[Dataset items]
----------------
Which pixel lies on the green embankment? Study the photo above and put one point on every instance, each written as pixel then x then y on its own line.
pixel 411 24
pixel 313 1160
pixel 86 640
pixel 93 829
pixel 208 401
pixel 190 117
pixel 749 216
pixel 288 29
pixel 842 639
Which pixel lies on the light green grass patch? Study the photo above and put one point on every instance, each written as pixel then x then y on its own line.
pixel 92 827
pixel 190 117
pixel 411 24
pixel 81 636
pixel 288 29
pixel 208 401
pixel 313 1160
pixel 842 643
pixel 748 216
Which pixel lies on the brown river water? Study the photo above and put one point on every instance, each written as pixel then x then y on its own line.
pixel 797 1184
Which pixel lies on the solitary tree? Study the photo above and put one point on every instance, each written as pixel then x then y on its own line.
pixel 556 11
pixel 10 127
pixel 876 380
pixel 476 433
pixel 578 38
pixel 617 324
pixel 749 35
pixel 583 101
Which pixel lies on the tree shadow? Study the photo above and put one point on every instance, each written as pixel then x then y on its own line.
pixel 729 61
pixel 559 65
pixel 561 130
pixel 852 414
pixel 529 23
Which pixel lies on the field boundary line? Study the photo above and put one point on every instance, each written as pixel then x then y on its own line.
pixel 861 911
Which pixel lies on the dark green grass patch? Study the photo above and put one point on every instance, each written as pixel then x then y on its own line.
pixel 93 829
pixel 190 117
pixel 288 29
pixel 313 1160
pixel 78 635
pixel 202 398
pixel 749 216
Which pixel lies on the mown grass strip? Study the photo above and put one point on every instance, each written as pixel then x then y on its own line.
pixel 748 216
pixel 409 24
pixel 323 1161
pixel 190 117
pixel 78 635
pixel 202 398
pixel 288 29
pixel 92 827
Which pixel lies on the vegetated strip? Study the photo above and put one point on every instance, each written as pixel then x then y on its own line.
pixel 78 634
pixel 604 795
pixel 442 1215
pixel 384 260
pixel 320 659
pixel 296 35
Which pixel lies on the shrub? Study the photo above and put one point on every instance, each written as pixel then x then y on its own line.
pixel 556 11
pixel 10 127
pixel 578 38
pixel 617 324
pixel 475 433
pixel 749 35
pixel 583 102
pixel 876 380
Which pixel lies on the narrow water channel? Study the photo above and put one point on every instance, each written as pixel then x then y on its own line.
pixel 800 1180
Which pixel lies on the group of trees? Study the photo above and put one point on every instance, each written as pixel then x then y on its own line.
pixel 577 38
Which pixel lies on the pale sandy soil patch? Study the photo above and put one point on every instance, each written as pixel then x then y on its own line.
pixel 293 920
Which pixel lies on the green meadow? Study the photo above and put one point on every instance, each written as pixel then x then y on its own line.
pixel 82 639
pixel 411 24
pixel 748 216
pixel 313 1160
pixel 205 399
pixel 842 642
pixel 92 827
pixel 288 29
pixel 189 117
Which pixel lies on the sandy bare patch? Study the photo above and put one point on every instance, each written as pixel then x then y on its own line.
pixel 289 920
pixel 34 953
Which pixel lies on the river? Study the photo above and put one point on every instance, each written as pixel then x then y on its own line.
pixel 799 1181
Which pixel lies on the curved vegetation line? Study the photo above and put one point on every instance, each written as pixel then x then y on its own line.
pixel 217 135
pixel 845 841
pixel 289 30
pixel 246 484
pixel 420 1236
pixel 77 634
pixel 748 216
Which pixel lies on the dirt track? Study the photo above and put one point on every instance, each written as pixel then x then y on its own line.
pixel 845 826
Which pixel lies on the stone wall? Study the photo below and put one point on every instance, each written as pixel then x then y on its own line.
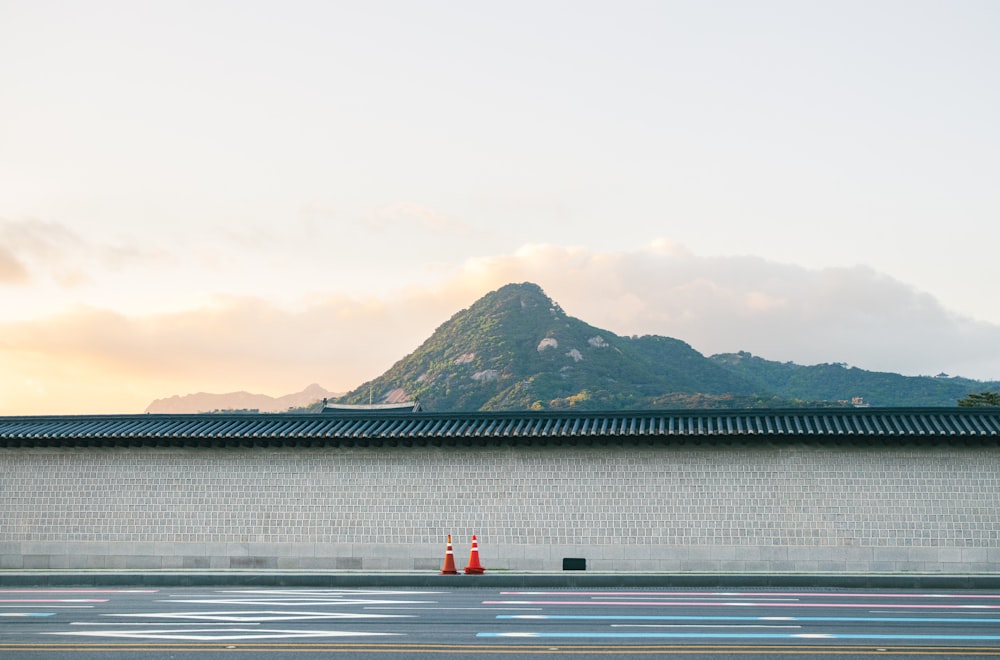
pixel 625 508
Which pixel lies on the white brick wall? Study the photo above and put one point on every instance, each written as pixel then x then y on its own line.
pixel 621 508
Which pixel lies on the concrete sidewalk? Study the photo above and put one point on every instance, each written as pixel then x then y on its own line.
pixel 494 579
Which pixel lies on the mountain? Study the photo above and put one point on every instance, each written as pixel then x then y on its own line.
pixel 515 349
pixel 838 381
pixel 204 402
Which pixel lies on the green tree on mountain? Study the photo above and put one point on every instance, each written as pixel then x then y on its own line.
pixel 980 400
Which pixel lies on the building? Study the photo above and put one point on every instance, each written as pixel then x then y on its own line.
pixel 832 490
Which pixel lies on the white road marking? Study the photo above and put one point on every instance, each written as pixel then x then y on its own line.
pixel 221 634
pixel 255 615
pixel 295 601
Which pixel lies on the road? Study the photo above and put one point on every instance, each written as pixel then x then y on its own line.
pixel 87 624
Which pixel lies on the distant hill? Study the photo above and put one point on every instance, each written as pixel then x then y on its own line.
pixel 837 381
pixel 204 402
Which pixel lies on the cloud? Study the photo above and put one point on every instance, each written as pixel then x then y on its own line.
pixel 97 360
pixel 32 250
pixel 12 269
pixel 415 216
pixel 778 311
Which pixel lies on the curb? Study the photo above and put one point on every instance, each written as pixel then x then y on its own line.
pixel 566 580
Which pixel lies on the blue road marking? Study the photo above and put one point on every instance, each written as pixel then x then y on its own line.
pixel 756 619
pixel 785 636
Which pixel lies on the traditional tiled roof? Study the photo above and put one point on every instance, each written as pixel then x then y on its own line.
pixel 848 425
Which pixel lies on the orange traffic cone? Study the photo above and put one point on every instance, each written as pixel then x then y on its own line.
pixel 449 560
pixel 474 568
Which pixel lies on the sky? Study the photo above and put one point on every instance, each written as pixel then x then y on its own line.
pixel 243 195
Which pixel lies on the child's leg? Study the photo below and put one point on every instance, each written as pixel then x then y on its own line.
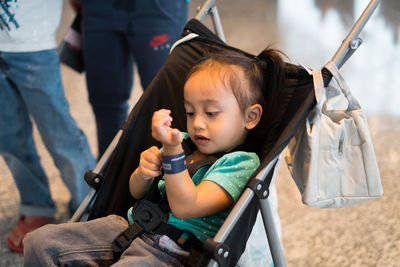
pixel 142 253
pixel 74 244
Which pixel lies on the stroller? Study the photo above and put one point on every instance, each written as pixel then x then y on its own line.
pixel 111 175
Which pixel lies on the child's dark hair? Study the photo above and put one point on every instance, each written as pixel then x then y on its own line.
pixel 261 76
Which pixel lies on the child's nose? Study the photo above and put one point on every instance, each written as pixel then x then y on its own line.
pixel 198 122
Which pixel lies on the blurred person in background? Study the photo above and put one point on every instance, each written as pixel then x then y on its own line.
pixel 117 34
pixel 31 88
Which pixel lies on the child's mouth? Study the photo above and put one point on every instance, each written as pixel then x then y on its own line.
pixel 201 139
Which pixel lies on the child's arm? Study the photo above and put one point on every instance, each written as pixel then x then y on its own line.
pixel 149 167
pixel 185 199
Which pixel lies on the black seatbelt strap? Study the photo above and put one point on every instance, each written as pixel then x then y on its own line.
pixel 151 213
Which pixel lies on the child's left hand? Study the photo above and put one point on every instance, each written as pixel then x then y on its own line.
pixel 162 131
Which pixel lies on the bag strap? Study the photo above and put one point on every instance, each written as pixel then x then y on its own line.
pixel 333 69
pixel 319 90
----------------
Copy out every line of the listing from the one containing "Which pixel lies on the shrub?" down to the one containing "pixel 577 38", keeping both of those lines and changing nothing.

» RESULT OF THE TASK:
Which pixel lies on the shrub? Study the photo above and put one point on every instance, each written as pixel then x then y on its own line.
pixel 556 11
pixel 10 127
pixel 578 38
pixel 617 324
pixel 475 433
pixel 749 35
pixel 583 102
pixel 876 380
Which pixel lies on the narrow water channel? Study the photo above and put one point on every instance, each written as pixel then x then y on its own line.
pixel 800 1180
Which pixel lies on the group of trees? Study the photo above and put one point on every instance, each written as pixel then x then y on its own line.
pixel 577 38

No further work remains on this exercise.